▶ **AUSGEWÄHLTER AUSZUG**
Das war mir denn doch ein bischen zu arg, und obgleich ich mich bisher von allen journalistischen Controversen in England fern gehalten hatte, glaubte ich doch, in diesem Falle für mein deutsches Vaterland eine Lanze brechen zu müssen, – um so mehr, als jener alberne Leitartikel sich in einem der verbreitetsten und accreditirtesten Tagesblätter befand. Ich wählte ein vielgelesenes englisches Witzblatt und ließ folgende Erklärungen einrücken:

„Einer der geistreichen Leitartikel des „Daily Telegraph“ sagt:

„Europa hat von Deutschland nichts gelernt, als einen u. s. w.

(folgt die obige Stelle.)

„Die unterzeichneten deutschen Philosophen benutzen die gastlichen Spalten des „Town Talk“, um hiermit im Namen sämmtlicher Philosophen Deutschlands zu erklären, daß sie nie in englischem oder schottischem Sensualismus gemacht haben und daß ihnen dieser Artikel gänzlich unbekannt ist.

„Im Namen jener deutschen Schriftsteller, welche mehr oder weniger mit Philosophie zu thun hatten.

Erklärung.

„Wenn der Unterzeichnete hätte ahnen können, daß seine Erfindung dazu mißbraucht werden könnte, sein Vaterland zu verleumden, so würde er sich mit einem Patente versehen haben.

Johannes Guttenberg, 
Unpatentirter Erfinder der Buchdruckerkunst.“     
Erklärung.

„Ja, der grobe Materialismus mit Rauch, der den Engländern in Indien eben jetzt so gute Dienste geleistet hat, ist eine deutsche Erfindung.

Berthold Schwarz, 
Unpatentirter Erfinder des Schießpulvers.“     
Erklärung.

„Ich kann nur für meine deutsche Uebersetzung einstehen.

Dr. Martin Luther, deutscher Reformator.“     

„O! Wenn ich das Pericranium dieses englischen Leitartikelschreibers nur für eine halbe Stunde besitzen könnte!

Dr. Gall, Erfinder der Phrenologie.“     

„Die Gesichtszüge dieses Mannes müssen höchst merkwürdig sein!

Lavater.“     

Das englische Witzblatt nahm meine Einsendung mit Dank auf, ich hatte die Lacher auf meiner Seite, und jener hochweise Verächter deutschen Wissens und deutscher Philosophie gab kein weiteres Lebenszeichen von sich.

▶ **AUFGABE 1**
Überführe in den Einträgen weiter unten alles von der Zeile mit „Can you see the forest“ bis hinunter zur Zeile mit „column 226, row 101“, beide eingeschlossen, in eine JSON-Liste von Zeichenketten. Jede Zeile wird zu einer Zeichenkette, Leerzeilen entfallen.
▶ **AUFGABE 2**
Führe den Auszug über die Erwiderung auf den Leitartikel des „Daily Telegraph“ dort fort, wo er endet.

▶ **GEGEBENE DATEN**

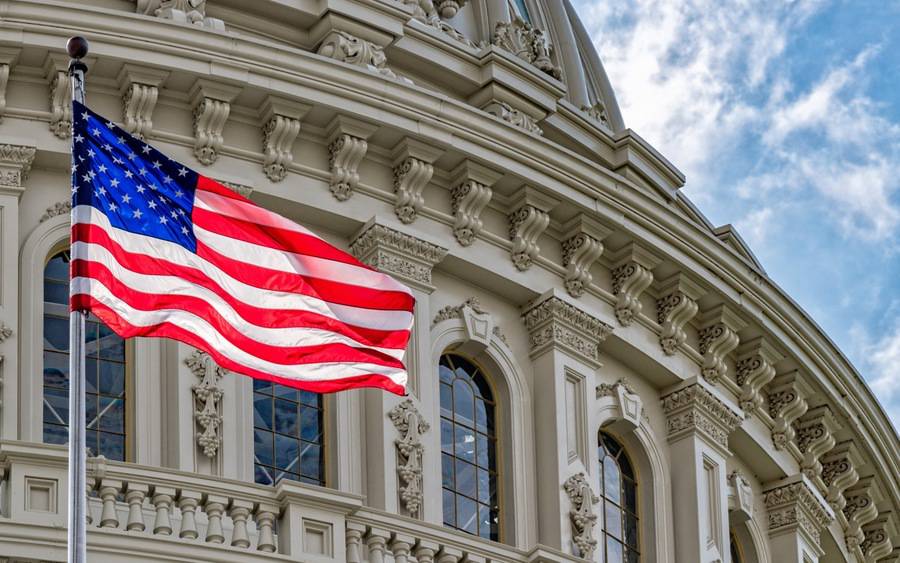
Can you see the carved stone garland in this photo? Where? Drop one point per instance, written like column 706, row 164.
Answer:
column 410, row 424
column 207, row 397
column 582, row 514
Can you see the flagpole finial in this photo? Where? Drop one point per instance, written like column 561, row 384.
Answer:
column 77, row 47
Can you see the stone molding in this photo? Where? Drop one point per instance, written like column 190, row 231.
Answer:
column 794, row 506
column 786, row 403
column 347, row 146
column 408, row 258
column 582, row 246
column 411, row 425
column 582, row 515
column 695, row 409
column 413, row 169
column 553, row 323
column 718, row 338
column 207, row 401
column 754, row 369
column 469, row 196
column 527, row 222
column 631, row 275
column 675, row 307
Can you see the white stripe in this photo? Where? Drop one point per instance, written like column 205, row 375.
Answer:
column 330, row 371
column 174, row 285
column 139, row 244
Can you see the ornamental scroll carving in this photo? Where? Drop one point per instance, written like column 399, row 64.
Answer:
column 207, row 401
column 582, row 514
column 526, row 42
column 410, row 424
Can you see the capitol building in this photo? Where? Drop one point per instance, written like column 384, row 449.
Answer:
column 597, row 372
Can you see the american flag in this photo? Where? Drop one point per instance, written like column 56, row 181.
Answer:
column 160, row 250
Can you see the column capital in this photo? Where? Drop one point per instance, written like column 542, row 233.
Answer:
column 695, row 407
column 408, row 258
column 551, row 322
column 794, row 505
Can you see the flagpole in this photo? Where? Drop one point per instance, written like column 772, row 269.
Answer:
column 77, row 546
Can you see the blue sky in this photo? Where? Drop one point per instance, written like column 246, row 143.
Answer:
column 785, row 117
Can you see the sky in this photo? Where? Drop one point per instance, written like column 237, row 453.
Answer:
column 784, row 115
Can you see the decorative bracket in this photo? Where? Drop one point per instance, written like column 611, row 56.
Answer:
column 470, row 195
column 631, row 276
column 754, row 369
column 212, row 104
column 140, row 89
column 347, row 147
column 718, row 338
column 676, row 306
column 583, row 499
column 411, row 425
column 281, row 120
column 413, row 168
column 582, row 246
column 786, row 404
column 207, row 400
column 527, row 222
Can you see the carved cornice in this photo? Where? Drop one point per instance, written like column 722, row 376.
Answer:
column 207, row 400
column 582, row 246
column 529, row 219
column 718, row 338
column 413, row 169
column 814, row 436
column 411, row 425
column 470, row 195
column 526, row 42
column 631, row 275
column 754, row 369
column 676, row 306
column 795, row 507
column 408, row 258
column 695, row 409
column 583, row 499
column 786, row 395
column 553, row 323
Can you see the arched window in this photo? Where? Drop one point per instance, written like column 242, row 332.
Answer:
column 468, row 449
column 618, row 489
column 288, row 434
column 105, row 372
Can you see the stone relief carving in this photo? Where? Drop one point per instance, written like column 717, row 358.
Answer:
column 511, row 115
column 207, row 397
column 526, row 42
column 59, row 208
column 411, row 425
column 582, row 514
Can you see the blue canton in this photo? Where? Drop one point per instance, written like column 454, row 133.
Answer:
column 137, row 187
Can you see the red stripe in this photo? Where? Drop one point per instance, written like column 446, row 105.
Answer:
column 271, row 237
column 269, row 317
column 285, row 355
column 326, row 290
column 167, row 330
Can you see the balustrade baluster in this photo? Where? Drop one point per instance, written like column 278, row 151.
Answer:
column 135, row 495
column 240, row 511
column 109, row 490
column 162, row 500
column 215, row 507
column 187, row 503
column 265, row 524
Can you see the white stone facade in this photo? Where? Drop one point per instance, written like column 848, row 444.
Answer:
column 474, row 150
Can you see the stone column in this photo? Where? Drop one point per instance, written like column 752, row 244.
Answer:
column 565, row 355
column 700, row 419
column 410, row 260
column 15, row 162
column 797, row 514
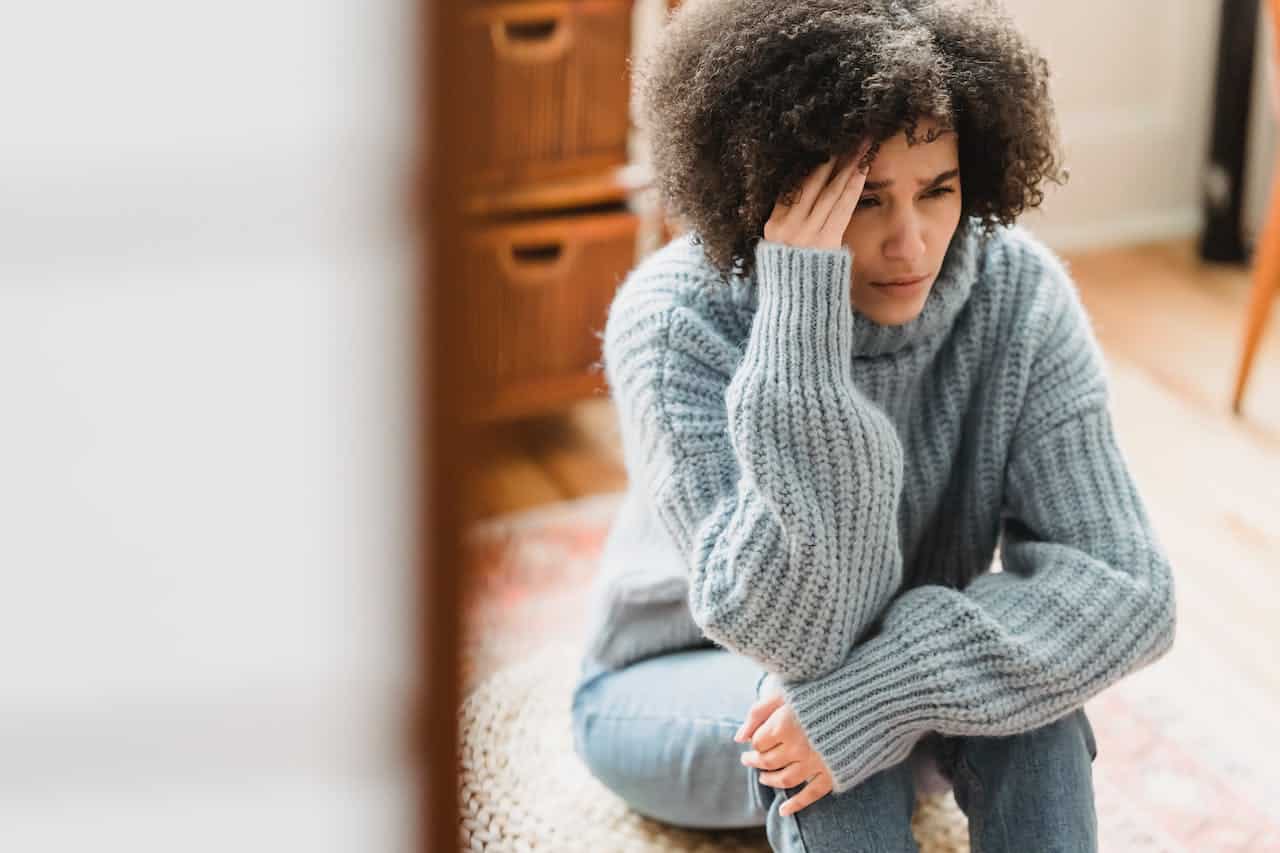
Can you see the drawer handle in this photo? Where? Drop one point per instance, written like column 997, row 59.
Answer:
column 536, row 263
column 534, row 40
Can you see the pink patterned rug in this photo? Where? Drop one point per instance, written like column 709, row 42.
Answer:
column 1184, row 758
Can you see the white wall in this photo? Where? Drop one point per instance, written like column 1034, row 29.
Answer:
column 205, row 438
column 1133, row 85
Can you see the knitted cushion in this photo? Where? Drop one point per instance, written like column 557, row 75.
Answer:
column 524, row 788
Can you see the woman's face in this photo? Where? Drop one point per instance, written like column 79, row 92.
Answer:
column 903, row 224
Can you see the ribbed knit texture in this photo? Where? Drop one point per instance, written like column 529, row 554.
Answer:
column 835, row 491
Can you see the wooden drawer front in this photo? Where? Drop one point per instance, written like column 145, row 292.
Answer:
column 538, row 295
column 548, row 83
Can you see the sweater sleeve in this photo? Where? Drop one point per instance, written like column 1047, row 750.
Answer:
column 1084, row 598
column 777, row 479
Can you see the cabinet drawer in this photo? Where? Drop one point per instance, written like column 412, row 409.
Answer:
column 548, row 89
column 538, row 296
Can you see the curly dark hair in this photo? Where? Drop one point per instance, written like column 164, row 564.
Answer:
column 741, row 99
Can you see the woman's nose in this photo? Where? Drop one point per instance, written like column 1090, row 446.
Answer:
column 906, row 242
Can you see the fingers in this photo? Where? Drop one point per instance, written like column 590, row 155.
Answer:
column 828, row 196
column 835, row 190
column 812, row 188
column 844, row 206
column 759, row 712
column 790, row 776
column 769, row 760
column 816, row 789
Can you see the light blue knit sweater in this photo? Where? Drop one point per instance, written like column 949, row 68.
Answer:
column 826, row 495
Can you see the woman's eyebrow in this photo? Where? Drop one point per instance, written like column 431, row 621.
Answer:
column 945, row 176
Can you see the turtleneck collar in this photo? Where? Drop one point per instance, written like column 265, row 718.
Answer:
column 946, row 297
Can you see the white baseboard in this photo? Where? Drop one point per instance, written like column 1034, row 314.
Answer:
column 1142, row 228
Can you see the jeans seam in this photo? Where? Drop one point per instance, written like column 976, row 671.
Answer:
column 977, row 802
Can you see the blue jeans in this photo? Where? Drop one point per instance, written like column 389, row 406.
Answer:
column 659, row 733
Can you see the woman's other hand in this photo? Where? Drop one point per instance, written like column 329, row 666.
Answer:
column 781, row 749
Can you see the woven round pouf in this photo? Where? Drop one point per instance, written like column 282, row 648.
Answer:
column 524, row 788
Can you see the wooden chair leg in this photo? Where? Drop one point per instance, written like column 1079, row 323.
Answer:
column 1266, row 281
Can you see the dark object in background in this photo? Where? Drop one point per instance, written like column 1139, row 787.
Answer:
column 1224, row 173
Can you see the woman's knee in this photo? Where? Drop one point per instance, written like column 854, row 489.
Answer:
column 1051, row 753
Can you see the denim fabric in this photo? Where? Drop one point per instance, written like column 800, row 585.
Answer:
column 659, row 734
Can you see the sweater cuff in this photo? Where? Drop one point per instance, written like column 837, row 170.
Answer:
column 805, row 306
column 868, row 714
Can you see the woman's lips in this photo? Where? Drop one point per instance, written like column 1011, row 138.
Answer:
column 899, row 284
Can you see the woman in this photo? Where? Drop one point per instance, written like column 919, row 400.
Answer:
column 837, row 395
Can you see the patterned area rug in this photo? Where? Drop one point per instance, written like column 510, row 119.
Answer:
column 1180, row 767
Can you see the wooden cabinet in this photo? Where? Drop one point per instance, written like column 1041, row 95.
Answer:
column 551, row 229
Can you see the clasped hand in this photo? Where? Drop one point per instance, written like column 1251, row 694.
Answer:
column 782, row 751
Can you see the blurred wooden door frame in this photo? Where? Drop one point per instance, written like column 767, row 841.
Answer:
column 1266, row 256
column 443, row 452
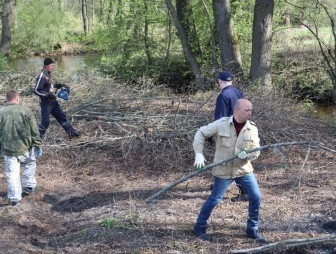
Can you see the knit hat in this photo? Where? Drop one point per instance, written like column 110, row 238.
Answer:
column 225, row 76
column 48, row 61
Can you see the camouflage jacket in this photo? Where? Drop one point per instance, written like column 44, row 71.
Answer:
column 229, row 144
column 18, row 130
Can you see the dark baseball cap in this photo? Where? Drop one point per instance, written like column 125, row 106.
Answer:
column 225, row 76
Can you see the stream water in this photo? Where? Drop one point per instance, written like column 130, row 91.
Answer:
column 71, row 64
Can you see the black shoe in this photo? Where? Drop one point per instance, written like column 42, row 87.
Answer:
column 13, row 203
column 28, row 190
column 240, row 197
column 254, row 234
column 200, row 232
column 74, row 133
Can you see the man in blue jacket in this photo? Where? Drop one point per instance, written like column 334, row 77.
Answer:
column 45, row 88
column 225, row 103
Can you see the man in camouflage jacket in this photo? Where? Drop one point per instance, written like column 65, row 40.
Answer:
column 20, row 143
column 233, row 135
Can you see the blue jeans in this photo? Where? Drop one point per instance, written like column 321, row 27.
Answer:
column 52, row 107
column 249, row 183
column 13, row 165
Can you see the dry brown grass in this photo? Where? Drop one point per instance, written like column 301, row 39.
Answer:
column 91, row 192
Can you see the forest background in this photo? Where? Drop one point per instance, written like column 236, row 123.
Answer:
column 155, row 85
column 276, row 44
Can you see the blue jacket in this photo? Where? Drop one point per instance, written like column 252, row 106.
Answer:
column 226, row 101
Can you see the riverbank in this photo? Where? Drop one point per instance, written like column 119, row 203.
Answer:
column 91, row 191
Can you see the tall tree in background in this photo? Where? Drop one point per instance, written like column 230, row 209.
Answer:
column 261, row 62
column 6, row 27
column 146, row 37
column 101, row 11
column 228, row 45
column 109, row 14
column 185, row 15
column 85, row 18
column 184, row 41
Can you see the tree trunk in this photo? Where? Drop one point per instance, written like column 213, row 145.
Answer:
column 184, row 41
column 109, row 14
column 85, row 18
column 101, row 11
column 92, row 16
column 215, row 65
column 6, row 27
column 185, row 15
column 146, row 40
column 228, row 44
column 261, row 62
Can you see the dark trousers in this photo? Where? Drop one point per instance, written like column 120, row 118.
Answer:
column 52, row 107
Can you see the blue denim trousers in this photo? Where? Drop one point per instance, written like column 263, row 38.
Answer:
column 52, row 108
column 249, row 183
column 13, row 166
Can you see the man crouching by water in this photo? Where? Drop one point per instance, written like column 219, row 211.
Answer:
column 233, row 135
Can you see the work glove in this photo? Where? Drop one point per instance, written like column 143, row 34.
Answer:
column 51, row 96
column 37, row 151
column 242, row 154
column 58, row 85
column 199, row 161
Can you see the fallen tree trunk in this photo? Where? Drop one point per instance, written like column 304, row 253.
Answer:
column 284, row 244
column 197, row 172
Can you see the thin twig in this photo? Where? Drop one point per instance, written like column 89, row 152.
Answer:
column 197, row 172
column 284, row 244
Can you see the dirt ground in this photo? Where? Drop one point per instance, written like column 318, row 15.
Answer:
column 91, row 191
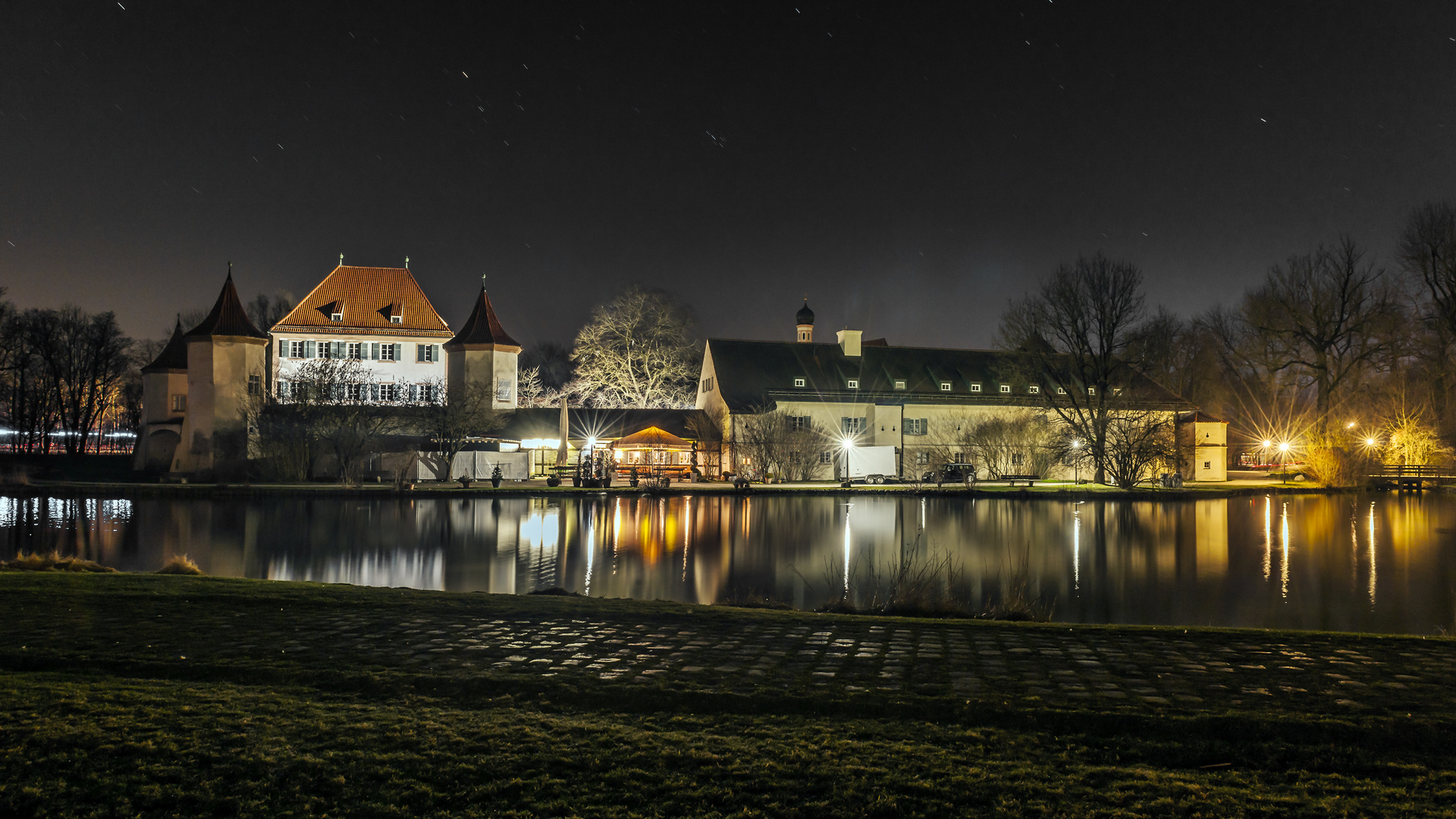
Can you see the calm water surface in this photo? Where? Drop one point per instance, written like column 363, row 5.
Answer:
column 1353, row 563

▶ **AUSGABE 1**
[
  "Can you see the forest background in this photo? Where? Drop one point per instance, written like column 236, row 123.",
  "Answer:",
  "column 155, row 85",
  "column 276, row 44",
  "Can you see the blue jacket in this photo? Where? Drop one point per instance, written like column 252, row 106.",
  "Answer:",
  "column 226, row 101"
]

▶ **AUSGABE 2**
Im Savage-Club, der nur von Schriftstellern und Künstlern gebildet ist, hörte ich einst den mit Recht populär gewordenen Humoristen Georges Augustus Sala behaupten: Die Deutschen besäßen Humor, aber Geist und Witz fehle ihnen gänzlich, wenn man etwa Goethe ausnehmen wolle. Als ich kurz darauf von Börne sprach, bemerkte ich zu meinem nicht geringen Erstaunen, daß unter allen anwesenden englischen Schriftstellern auch nicht Einer war, der diesen Namen jemals gehört hatte. Ich nahm mir die Freiheit, dem geistreichen Herrn Georges Augustus Sala zu bemerken: Daß man es billiger Weise der deutschen Literatur nicht zur Last legen könne, wenn sie den Engländern unbekannt sei.

Es versteht sich wohl von selbst, daß meine Bemerkungen über die Einseitigkeit und Hochnäsigkeit englischer Anschauung dem Continente und insbesondere Deutschland gegenüber sich nur auf die Allgemeinheit beziehen und Ausnahmen nicht ausschließen. So ist es z. B. nicht zu leugnen, daß namentlich in den höheren Ständen vorurtheilsfreie Würdigung der Vorzüge deutscher Bildung und deutschen Wissens nicht eben zu den Seltenheiten gehört; aber im Allgemeinen leben die Engländer unstreitig in jener glückseligen Selbstüberschätzung, die unseren Weltkörper zum Paradiese der Dummköpfe macht. Ein nicht zu übersehender Umstand ist es, daß Englands hervorragende Geister häufig das Thema, das ich eben berührt, mit furchtloser Offenheit besprochen haben, wie z. B. Dr. Johnson, Lord Byron und in neuerer Zeit Bulwer. Aber die große Phalanx der englischen Schriftsteller, besonders der neueren, scheint es sich zur Aufgabe gemacht zu haben, den Nationalvorurtheilen und der Eitelkeit der Massen zu schmeicheln. Mag man einen Roman oder ein Zeitungsblatt zur Hand nehmen, mag man ein Gedicht lesen oder ein Drama ansehen, – überall findet man das „England for ever“, überall findet man das „Rule Britannia“. – Was würde ich darum geben, könnte ich den zehnten Theil des Ueberschusses an Nationalbewußtsein, der die Engländer zu Carricaturen macht, an mein deutsches Vaterland übertragen, das durch diesen Bruchtheil zum Selbstbewußtsein befördert würde!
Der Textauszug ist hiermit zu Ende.